▸ **Task brief**
Nothing in the records may be left out; restate them word for word.
======== Source material
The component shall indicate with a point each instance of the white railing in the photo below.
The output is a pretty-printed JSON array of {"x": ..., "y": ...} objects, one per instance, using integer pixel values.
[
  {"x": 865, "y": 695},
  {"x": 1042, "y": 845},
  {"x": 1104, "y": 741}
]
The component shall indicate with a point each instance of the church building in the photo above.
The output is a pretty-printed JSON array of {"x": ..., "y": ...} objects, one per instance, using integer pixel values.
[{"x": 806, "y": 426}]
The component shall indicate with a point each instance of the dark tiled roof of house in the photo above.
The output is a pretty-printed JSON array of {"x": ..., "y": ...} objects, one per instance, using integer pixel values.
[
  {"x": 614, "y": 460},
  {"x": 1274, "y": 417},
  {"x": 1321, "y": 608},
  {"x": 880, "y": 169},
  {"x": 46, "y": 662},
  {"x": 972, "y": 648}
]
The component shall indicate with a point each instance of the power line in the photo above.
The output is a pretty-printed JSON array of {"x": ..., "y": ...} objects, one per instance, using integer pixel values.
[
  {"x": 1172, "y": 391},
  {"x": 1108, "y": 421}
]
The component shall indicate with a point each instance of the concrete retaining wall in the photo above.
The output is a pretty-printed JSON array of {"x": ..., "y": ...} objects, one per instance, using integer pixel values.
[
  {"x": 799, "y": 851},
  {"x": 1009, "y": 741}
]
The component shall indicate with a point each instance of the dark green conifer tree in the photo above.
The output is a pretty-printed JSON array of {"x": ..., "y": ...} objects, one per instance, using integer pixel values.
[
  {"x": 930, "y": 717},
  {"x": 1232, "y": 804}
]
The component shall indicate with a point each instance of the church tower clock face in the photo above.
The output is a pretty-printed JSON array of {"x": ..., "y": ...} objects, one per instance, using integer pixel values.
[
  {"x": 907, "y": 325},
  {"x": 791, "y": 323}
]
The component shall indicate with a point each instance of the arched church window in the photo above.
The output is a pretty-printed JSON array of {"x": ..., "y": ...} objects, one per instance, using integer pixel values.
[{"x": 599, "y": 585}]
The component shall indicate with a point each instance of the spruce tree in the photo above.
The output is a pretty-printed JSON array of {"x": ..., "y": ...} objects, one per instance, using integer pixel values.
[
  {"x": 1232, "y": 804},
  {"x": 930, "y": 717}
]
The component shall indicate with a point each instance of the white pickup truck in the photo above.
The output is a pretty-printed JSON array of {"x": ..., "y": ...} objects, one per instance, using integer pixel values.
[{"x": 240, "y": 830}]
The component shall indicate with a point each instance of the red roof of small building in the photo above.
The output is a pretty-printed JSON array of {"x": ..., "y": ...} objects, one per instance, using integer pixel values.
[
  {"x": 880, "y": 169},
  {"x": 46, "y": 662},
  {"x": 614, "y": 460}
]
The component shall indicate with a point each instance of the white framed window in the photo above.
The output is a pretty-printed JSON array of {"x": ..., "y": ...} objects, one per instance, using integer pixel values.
================
▸ **Exercise output**
The component shall indicate with a point each instance of the white railing in the photo below.
The output is a pretty-printed JSON array of {"x": ..., "y": ...} objects, one per instance, using integer pixel values.
[
  {"x": 865, "y": 695},
  {"x": 1042, "y": 845},
  {"x": 1104, "y": 741}
]
The component shall indicate with a point each instance of the church building in the photo above.
The output is a pretty-printed JSON array of {"x": ..., "y": ...} objects, one per instance, using integer pixel values.
[{"x": 806, "y": 426}]
The component shall indicate with a point each instance of the dark tiled roof of house in the photo above.
The output is a pretty-printed JSON array of {"x": ..., "y": ...} objects, one per instance, using integer pixel values.
[
  {"x": 614, "y": 460},
  {"x": 1274, "y": 417},
  {"x": 1321, "y": 608},
  {"x": 880, "y": 169},
  {"x": 46, "y": 662},
  {"x": 972, "y": 648}
]
The component shall indicate with a point each instance of the power line in the photo above.
The output is a pretty-printed JSON array of {"x": ..., "y": ...} objects, one per instance, using integer pixel values.
[
  {"x": 1172, "y": 391},
  {"x": 1108, "y": 421}
]
The component shall indicate with a point each instance of the concrete retaining wall in the photo above.
The output is a pretty-printed JSON array of {"x": ..., "y": ...} objects, one per instance, using integer pixel values.
[
  {"x": 799, "y": 851},
  {"x": 1009, "y": 741}
]
The component shall indicate with a point each instance of the dark green conifer tree in the photo above.
The output is a pretty-printed JSON array of {"x": ..., "y": ...} objects, one per instance, using integer pixel values.
[
  {"x": 930, "y": 717},
  {"x": 1232, "y": 804}
]
The component shall indicate with a point each instance of the church tower clock face in the photo above.
The output is a pretty-printed JSON array of {"x": ..., "y": ...} objects, one per instance, using integer pixel values.
[
  {"x": 907, "y": 325},
  {"x": 791, "y": 323}
]
The component shall indicate with a point each instance of the arched church window in the photo above.
The output is a pretty-printed JSON array of {"x": ..., "y": ...} objects, one per instance, using integer pixel values.
[{"x": 599, "y": 585}]
The component shall indicate with a point each instance of the spruce tree in the photo above.
The output is a pretty-printed JSON array of {"x": ..., "y": ...} objects, one per instance, using integer pixel values.
[
  {"x": 1232, "y": 804},
  {"x": 930, "y": 717}
]
The component shall indicate with a point each instance of the white pickup truck in the photo above.
The output is a pretty-printed JSON array of {"x": ..., "y": ...} objects, one per instance, using integer pixel values.
[{"x": 240, "y": 830}]
The component shall indicate with a point each instance of the red roof of small building in the photo above.
The output is a pretty-printed JSON array of {"x": ..., "y": ...} objects, one per instance, using integer pixel values.
[
  {"x": 880, "y": 169},
  {"x": 46, "y": 662},
  {"x": 614, "y": 460}
]
The component shall indicate with a point each instance of the white framed window in the photo above.
The output is a pretty-printed JSON array of {"x": ..., "y": ...} objects, one per instance, using integer pixel values.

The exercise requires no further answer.